◆ Provided information:
-------
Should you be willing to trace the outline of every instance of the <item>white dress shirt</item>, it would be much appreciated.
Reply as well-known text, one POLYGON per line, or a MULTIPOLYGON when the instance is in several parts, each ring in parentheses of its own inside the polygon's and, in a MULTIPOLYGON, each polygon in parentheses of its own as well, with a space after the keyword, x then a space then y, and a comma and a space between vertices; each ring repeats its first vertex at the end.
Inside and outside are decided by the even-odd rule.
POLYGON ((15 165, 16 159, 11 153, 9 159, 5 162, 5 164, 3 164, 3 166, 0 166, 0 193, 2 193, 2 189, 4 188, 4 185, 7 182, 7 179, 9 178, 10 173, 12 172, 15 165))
-------
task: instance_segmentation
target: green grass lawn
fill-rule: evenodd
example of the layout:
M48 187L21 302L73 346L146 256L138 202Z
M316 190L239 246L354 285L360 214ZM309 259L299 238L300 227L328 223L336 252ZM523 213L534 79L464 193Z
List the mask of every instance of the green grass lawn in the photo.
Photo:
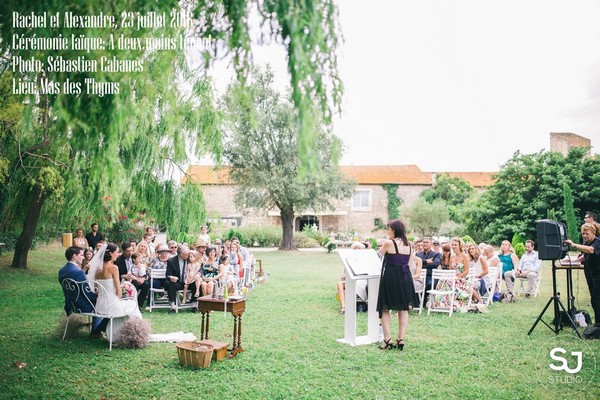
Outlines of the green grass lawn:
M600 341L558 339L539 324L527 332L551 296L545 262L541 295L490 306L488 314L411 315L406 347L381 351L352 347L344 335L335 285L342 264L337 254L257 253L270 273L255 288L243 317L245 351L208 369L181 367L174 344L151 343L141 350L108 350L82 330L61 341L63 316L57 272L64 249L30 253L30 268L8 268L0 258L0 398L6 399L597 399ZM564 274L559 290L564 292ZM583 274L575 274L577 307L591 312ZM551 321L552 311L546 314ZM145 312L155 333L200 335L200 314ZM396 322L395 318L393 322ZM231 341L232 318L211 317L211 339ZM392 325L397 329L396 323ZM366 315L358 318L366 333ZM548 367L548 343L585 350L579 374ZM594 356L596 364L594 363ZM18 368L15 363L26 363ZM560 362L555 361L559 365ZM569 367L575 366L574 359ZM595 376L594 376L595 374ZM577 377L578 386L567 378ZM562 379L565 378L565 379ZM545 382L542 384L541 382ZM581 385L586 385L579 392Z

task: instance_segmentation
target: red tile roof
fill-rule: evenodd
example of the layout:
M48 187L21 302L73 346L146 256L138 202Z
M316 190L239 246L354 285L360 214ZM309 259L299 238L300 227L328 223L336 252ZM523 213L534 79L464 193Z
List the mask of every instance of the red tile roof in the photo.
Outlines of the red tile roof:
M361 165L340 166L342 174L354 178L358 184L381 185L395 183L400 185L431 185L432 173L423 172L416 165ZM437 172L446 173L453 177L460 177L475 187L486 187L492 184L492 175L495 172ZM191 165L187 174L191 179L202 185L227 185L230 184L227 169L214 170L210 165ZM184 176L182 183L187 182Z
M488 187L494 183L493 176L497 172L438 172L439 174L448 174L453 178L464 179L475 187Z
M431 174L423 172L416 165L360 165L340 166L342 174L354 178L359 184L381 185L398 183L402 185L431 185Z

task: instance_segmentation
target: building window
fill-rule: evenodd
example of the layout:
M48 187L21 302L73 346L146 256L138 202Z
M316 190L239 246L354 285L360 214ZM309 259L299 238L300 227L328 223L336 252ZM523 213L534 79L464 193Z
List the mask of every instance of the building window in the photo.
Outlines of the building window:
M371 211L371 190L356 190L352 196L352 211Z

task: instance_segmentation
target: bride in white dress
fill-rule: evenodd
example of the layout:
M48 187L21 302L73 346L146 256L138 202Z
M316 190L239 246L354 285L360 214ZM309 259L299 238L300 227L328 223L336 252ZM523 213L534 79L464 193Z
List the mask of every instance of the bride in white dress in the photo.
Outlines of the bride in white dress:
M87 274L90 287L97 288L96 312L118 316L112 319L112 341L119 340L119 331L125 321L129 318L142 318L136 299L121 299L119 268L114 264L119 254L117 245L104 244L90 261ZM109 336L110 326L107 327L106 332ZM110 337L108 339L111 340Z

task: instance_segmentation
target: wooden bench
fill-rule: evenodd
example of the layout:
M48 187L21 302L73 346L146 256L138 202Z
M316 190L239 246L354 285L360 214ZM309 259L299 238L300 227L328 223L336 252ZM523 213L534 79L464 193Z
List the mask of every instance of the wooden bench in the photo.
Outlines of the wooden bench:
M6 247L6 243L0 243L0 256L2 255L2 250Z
-------
◆ Your goal: Among the entries above, find the line with "Outlines of the green" and the line with "List the mask of every instance of the red"; give again exactly these two lines and all lines between them.

◆ Written solution:
Outlines of the green grass lawn:
M600 341L558 339L539 324L527 332L551 296L545 262L541 295L490 306L488 314L411 315L406 347L381 351L352 347L344 335L335 285L342 264L337 254L257 253L270 273L255 288L243 317L245 351L208 369L181 367L174 344L151 343L141 350L108 350L82 330L61 341L63 316L57 272L64 249L30 253L30 268L8 268L0 258L0 398L6 399L597 399ZM564 274L559 290L564 292ZM583 274L575 274L577 307L591 312ZM551 321L552 311L546 314ZM145 312L155 333L200 335L200 314ZM396 322L395 318L393 322ZM231 341L232 318L211 317L211 339ZM392 325L397 329L396 323ZM366 315L358 318L366 333ZM548 367L548 343L585 350L579 374ZM594 356L596 364L594 363ZM18 368L15 363L26 363ZM560 362L555 361L559 365ZM569 367L575 366L574 359ZM595 376L594 376L595 374ZM577 377L578 386L567 378ZM562 379L565 378L565 379ZM545 382L542 384L541 382ZM581 385L586 385L579 392Z

task: instance_segmentation
target: red tile roof
fill-rule: evenodd
example of the layout:
M48 187L21 302L73 346L146 256L138 202Z
M316 190L239 246L354 285L360 214ZM309 259L299 238L300 227L328 223L336 252ZM523 213L534 79L464 193Z
List the mask of every instance of the red tile roof in the photo.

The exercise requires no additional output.